What to work on: List every command the Bible verse at the top of the essay gives its listeners.

Article:
Exclusivism that welcomes all

Come to me, all who labor and are heavy laden, and I will give you rest. Take my yoke upon you, and learn from me, for I am gentle and lowly in heart, and you will find rest for your souls. For my yoke is easy, and my burden is light. –Matthew 11:29-30

I have given a lot of thought recently to what makes Christianity unique among the religions to which it is often compared.  I think the answer hangs on the exclusive claims that Jesus Christ made about who he was and why he was on earth.  No other religious leader (of any major faith) claimed to be God.  No other religious leader promised to destroy death; followers of no other religion claim its leader’s resurrection.  So I contend that Christianity is either “better” or much worse than all other faiths.  I use the word “better” simply because Christianity makes a claim of unique truth that (if valid) supersedes all other truth claims.  That is, either Jesus was in fact God and was in fact resurrected from the dead, or he was not God and/or was not raised from the dead.  If the latter is true (in either variation), Christianity is a farce based on lies.  I accept that.  But if the former is true, it has far reaching implications. I believe the most important question a man must answer in his life is whether or not Jesus’ exclusive claims have been borne out by history (recommended reading on the historical validity of the Biblical accounts: Jesus and the Eyewitnesses – Richard Bauckham).

Records provided:
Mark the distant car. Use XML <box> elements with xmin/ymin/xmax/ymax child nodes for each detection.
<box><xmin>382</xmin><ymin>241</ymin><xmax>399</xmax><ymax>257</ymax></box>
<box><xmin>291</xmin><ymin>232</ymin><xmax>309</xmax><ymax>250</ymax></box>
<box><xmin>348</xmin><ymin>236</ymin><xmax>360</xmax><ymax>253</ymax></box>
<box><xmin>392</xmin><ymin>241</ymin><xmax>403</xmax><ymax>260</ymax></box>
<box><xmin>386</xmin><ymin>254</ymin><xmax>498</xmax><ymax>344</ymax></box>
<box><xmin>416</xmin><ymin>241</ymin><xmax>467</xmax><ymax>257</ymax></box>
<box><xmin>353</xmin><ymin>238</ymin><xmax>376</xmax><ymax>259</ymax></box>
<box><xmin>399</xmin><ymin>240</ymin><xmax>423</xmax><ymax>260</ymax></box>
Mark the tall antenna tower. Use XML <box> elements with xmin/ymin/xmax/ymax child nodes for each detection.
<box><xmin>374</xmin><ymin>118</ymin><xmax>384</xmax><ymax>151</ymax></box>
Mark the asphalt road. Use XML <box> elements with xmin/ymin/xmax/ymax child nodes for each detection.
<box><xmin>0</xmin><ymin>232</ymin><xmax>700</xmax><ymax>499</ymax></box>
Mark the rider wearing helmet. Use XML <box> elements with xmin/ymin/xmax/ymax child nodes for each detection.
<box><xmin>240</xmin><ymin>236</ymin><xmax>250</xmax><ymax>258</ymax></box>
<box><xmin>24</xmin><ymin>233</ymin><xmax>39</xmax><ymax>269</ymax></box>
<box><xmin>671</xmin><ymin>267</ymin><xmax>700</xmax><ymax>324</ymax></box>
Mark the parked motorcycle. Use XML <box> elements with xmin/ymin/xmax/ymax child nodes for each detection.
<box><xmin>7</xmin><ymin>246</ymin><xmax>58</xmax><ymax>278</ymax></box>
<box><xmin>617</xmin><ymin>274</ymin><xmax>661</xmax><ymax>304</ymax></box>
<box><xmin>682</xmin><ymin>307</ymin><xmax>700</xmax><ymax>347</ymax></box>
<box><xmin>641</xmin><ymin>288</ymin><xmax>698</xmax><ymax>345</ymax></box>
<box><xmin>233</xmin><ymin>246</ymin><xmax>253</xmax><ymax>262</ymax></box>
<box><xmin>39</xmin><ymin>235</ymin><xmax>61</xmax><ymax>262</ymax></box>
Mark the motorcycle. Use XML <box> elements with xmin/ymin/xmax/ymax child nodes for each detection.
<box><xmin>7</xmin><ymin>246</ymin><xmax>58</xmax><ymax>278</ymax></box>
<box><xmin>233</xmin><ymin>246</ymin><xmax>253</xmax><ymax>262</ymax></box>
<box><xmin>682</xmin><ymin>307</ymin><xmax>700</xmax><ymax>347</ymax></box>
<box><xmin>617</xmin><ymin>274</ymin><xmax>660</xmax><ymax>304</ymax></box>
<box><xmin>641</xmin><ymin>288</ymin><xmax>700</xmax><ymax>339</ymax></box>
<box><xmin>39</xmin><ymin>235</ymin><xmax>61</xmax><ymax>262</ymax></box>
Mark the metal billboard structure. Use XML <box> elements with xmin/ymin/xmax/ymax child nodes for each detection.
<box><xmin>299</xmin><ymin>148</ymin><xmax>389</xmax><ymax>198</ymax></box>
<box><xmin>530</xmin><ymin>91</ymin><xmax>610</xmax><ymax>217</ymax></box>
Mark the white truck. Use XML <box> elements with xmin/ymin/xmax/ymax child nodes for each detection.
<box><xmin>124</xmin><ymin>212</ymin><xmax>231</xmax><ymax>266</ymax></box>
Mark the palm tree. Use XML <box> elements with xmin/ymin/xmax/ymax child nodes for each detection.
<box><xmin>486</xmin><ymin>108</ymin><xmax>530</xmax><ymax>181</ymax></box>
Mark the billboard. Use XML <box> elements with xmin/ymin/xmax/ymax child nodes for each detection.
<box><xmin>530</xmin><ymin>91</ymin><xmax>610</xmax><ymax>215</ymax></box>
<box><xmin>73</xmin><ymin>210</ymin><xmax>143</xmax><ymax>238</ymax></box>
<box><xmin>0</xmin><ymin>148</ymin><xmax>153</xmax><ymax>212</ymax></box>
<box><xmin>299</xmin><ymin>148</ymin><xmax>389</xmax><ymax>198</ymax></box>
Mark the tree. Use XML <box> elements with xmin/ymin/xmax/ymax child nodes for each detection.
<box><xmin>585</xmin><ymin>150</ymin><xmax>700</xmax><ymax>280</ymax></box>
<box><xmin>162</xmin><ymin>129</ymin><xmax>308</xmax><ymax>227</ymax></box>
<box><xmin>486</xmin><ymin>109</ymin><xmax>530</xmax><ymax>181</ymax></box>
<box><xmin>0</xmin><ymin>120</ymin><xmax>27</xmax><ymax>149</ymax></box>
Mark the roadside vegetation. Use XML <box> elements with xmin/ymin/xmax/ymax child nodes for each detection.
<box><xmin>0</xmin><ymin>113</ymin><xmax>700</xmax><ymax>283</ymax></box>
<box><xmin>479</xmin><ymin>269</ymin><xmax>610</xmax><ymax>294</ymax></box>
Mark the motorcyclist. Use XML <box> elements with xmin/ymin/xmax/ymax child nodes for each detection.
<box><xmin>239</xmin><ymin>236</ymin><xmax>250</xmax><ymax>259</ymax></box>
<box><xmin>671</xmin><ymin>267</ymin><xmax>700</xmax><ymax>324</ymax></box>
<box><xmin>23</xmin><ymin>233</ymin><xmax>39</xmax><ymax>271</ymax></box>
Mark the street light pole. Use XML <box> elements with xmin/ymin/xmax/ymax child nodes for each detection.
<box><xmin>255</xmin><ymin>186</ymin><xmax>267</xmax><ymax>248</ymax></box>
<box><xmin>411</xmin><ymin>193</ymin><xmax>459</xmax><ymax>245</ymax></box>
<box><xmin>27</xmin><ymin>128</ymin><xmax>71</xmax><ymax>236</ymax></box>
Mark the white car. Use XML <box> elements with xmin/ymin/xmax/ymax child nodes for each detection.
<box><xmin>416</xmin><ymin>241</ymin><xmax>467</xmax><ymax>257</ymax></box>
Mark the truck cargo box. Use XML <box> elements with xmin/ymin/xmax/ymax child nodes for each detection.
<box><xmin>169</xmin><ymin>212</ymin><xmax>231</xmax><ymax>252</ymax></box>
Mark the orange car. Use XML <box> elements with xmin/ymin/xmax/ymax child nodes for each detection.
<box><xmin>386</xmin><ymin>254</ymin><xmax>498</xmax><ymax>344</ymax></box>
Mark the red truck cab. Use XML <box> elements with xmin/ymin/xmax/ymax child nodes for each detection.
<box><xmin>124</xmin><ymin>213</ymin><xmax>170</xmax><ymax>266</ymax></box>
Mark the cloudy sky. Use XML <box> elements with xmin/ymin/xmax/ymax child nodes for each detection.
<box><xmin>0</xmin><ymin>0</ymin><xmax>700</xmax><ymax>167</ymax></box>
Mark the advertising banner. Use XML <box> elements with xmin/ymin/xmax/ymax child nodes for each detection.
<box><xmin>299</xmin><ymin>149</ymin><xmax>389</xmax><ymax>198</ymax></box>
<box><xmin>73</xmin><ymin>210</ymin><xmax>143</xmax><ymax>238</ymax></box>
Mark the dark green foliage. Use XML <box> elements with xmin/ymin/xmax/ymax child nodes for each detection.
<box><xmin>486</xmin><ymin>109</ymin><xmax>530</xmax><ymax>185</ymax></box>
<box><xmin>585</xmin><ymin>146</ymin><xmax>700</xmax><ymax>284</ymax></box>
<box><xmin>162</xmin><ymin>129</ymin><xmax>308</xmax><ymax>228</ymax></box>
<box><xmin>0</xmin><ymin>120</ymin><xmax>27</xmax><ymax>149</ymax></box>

Response:
- Come to me
- Take my yoke upon you
- Learn from me